TESTO DELLA PAGINA
Quella di Nucci è la percezione poetica che nasce dal profondo dei ricordi e diventa memoria collettiva, metafora di un paesaggio senza tempo, convincimento di ciò che ormai siamo diventati. Quasi un’ossessione continua, interminabile che rilascia flussi di ricordi provvisori, in cui la natura prende il sopravvento con le palme secolari che ingentiliscono il creato e con la buganvillea che mostra di voler recuperare l’antico contatto con il tempo passato. Una natura orgogliosa che svetta adagiandosi alle pareti del vecchio nudo tufo ormai ingiallito dalle tante stagioni trascorse nel muto silenzio. Nel paesaggio di Nucci la luce è l’unica certezza, la vera presenza che può  tentare di svelare la natura dell’anima, la soffusa malinconia, l’intima visione  in cui il sale per strano sortilegio s’impasta con i  delicati ricordi  del passato e con il sole caldo del Mediterraneo per materializzarsi in  apparizioni misteriose, sfuggenti.  I ricordi di luce impressi nella tela attraverso la pittura non posseggono una forma definita e definitiva, sono solo presenze che condividono la dimensione di chi è diseredato e tenta invano di resistere, di esserci ancora, “dove la natura - come dice Aldo Gerbino - si stempera nella grazia di un estenuato ricordo, come sopraffatto da quella lacerazione nostalgica che concede quel tanto che basti al passato”.

Elementi da una fonte di dati
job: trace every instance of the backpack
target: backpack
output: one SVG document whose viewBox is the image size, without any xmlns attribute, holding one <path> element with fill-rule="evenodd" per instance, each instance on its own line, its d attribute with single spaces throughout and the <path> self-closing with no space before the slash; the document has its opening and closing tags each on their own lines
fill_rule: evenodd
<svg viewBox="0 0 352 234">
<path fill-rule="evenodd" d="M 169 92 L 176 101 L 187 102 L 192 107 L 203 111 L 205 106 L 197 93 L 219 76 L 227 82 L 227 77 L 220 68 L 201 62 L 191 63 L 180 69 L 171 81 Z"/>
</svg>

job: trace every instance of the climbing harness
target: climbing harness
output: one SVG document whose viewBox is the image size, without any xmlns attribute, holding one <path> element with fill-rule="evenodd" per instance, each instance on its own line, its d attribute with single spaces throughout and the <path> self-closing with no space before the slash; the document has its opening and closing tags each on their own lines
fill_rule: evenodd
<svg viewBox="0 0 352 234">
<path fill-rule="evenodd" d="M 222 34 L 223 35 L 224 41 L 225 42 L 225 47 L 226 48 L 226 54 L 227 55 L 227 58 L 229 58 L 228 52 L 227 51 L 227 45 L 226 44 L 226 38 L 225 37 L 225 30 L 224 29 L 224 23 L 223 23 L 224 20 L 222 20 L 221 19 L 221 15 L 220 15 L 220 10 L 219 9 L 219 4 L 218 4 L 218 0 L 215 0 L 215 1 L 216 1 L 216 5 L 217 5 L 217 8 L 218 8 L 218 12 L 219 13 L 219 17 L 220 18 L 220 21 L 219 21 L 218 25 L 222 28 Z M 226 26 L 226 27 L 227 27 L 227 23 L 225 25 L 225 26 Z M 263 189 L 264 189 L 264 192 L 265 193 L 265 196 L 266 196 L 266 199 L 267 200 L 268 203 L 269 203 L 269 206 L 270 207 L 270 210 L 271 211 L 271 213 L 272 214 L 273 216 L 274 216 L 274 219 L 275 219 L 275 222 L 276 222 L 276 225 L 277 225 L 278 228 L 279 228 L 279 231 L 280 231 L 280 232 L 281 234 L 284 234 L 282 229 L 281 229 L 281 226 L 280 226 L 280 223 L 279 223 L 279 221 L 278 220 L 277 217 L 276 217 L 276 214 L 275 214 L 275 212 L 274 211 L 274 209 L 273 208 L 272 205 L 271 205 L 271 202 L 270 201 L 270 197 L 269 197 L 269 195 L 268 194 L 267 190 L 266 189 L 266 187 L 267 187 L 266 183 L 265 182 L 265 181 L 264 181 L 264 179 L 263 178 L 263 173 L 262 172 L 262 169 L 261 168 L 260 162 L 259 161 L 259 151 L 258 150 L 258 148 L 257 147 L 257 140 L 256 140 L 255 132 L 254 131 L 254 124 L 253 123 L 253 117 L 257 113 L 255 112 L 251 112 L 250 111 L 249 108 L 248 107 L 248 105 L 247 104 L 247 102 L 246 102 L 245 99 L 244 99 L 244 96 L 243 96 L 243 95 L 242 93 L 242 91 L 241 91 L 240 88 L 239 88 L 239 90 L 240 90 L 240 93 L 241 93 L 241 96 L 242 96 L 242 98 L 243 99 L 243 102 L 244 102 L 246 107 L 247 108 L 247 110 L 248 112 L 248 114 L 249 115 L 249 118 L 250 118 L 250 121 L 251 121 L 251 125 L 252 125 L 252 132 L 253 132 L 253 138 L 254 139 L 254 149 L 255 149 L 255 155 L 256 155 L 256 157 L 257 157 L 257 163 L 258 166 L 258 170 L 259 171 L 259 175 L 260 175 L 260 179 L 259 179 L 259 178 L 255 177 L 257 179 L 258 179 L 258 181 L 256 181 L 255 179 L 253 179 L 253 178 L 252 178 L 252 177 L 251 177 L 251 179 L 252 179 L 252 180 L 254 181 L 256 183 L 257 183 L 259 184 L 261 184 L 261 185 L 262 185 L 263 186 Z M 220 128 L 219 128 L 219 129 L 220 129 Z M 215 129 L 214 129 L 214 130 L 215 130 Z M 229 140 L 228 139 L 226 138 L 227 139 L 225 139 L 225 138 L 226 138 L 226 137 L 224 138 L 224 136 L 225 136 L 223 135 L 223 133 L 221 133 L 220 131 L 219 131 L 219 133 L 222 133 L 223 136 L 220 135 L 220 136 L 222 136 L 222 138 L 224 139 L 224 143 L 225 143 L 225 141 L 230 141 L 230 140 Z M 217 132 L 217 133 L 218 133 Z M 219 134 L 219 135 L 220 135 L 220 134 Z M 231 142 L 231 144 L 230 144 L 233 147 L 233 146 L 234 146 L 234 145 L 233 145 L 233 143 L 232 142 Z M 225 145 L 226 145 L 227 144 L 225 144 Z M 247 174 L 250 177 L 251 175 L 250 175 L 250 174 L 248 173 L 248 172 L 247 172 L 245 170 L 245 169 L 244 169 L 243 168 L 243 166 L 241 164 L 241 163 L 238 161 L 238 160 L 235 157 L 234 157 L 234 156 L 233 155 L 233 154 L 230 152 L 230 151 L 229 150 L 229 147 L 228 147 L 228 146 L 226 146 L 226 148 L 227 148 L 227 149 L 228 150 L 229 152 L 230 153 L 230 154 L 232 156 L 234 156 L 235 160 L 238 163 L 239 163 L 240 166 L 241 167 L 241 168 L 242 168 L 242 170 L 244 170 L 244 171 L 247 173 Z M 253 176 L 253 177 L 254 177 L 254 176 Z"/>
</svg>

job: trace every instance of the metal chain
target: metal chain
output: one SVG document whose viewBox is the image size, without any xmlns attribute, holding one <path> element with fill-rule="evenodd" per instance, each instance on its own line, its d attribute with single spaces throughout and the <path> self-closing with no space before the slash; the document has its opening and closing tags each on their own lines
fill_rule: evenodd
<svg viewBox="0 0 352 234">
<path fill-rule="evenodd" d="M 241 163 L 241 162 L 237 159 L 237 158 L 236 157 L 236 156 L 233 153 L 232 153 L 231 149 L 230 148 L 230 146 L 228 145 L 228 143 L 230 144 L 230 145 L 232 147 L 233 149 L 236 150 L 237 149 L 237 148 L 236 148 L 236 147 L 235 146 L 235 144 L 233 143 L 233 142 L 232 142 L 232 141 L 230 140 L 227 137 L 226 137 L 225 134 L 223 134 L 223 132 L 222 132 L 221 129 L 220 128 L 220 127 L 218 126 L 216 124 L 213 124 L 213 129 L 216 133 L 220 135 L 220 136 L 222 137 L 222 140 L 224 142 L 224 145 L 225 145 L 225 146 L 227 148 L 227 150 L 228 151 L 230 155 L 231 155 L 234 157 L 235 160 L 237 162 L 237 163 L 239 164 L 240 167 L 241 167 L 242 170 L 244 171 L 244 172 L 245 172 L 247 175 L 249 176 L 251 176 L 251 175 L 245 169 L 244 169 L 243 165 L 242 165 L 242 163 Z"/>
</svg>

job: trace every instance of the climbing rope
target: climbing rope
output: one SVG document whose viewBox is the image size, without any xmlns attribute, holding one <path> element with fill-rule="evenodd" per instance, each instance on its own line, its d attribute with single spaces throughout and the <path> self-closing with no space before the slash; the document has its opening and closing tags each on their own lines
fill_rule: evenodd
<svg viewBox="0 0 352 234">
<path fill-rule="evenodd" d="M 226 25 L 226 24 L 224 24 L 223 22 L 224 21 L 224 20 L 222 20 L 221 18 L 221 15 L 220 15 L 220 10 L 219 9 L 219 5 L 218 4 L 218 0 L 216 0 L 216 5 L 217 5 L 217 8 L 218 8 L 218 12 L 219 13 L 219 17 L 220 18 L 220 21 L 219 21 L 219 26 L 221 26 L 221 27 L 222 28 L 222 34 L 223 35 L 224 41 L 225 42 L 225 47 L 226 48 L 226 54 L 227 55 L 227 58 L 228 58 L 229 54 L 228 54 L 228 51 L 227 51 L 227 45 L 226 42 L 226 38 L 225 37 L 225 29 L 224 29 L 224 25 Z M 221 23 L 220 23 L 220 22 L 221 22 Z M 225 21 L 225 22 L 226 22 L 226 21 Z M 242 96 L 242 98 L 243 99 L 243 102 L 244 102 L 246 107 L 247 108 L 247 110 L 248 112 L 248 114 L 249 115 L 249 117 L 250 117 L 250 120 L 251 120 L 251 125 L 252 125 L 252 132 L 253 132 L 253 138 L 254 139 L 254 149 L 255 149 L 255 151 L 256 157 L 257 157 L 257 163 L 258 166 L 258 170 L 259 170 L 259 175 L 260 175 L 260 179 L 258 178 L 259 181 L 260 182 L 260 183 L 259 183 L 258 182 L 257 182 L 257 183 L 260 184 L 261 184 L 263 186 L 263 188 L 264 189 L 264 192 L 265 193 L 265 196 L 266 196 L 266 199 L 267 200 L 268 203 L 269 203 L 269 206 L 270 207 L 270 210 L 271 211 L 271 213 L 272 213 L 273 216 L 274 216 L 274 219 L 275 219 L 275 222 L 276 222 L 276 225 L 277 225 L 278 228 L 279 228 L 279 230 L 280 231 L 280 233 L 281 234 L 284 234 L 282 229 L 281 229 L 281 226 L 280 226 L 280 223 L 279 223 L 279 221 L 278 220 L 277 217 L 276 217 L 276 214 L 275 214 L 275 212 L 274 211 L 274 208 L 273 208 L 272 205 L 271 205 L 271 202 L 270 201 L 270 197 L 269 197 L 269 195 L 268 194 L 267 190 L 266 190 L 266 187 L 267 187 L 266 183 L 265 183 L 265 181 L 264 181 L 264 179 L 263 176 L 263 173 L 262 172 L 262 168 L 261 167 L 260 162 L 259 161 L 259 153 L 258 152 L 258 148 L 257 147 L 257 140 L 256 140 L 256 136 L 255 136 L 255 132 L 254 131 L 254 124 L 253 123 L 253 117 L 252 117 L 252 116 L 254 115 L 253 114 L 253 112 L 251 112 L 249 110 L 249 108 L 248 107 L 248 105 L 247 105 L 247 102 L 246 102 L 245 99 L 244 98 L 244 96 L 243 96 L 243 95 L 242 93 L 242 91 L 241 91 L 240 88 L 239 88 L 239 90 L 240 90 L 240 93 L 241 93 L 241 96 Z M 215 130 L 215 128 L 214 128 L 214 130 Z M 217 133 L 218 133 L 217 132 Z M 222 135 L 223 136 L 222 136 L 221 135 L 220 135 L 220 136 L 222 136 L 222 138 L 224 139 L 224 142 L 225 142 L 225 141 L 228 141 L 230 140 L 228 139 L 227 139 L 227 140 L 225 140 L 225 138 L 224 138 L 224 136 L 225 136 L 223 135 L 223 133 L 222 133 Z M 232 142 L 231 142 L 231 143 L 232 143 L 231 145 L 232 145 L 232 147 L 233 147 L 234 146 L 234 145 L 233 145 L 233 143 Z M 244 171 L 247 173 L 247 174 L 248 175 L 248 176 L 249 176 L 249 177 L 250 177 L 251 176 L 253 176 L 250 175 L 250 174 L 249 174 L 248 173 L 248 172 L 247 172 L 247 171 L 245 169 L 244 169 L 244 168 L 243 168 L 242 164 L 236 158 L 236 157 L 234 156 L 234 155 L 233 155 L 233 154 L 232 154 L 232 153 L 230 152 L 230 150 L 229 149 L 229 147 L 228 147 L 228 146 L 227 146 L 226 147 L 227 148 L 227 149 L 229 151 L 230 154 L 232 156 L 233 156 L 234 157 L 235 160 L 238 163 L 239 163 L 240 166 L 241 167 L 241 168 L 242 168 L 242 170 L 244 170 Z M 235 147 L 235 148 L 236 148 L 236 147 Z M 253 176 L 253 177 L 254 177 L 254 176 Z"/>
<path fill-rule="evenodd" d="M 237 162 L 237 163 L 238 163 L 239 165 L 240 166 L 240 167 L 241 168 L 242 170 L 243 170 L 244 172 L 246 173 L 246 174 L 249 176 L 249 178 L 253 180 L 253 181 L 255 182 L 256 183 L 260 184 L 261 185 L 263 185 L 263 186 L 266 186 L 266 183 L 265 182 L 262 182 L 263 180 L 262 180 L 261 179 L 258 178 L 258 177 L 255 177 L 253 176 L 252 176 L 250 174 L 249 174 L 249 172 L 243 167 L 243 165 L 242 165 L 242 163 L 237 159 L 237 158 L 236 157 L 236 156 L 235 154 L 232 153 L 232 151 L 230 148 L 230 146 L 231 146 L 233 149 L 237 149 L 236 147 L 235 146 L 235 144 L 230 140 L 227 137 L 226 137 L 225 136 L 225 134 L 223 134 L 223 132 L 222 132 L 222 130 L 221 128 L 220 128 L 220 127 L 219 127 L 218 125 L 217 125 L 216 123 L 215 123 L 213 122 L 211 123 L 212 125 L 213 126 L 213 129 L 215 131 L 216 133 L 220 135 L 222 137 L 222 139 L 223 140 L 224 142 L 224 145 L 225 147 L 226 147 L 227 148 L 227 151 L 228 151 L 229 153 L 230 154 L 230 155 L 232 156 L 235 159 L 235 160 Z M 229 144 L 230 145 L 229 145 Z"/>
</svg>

COMPITO 1
Nel testo sulla pittura di Nucci, elenca tutte le cose che, secondo il brano, la luce può tentare di svelare.
COMPITO 2
Prosegui il testo sulla pittura di Nucci dopo la citazione di Aldo Gerbino con cui termina.
Per questo lavoro i dati non servono.

RISPOSTA 1
la natura dell'anima, la soffusa malinconia, l'intima visione

RISPOSTA 2
Una natura ritrovata che nasce da un assiduo contatto con artisti del suo tempo come Ruggero Savinio, Piero Guccione, Carlo Mattioli, legati da profonde affinità di come poter trattare e intendere il visibile e anche dal continuo approfondimento  con il passato, come Pierre Bonnard che Nucci ama più di tutti per la rara capacità che ha il pittore francese di trattare la dolce materia e farla vibrare in delicate e ricercate intensità cromatiche.  Nella pittura di Vincenzo Nucci  le antiche ville padronali dal tufo macerato dal tempo appaiono come presenze sfuggenti, quasi apparizioni metafisiche. La densa materia del colore ad olio o del pastello a contatto con la luce sembra che si sfarini trasformandosi improvvisamente in essenza malinconica, in delicata e soffusa presenza onirica con il  vento maestoso e prepotente del Carboi che di notte, all’ombra di una palma araba africana,  sembra che sibili malinconici ricordi di un tempo ormai trascorso e intanto di giorno accarezza compiaciuta l’aspra e selvaggia radura ancora non domata del selvaggio Belice. Questa è l’emozione che si respira   guardando gli insoliti   scorci paesaggistici in cui la luce siciliana si distende beffarda come timida apparizione. Paesaggi della memoria che incarnano provvisoriamente il mistero della vita, paesaggi in/cantati rilevati nella dimensione più intima e sofferta dell’anima. Questa è la  pittura di Vincenzo Nucci.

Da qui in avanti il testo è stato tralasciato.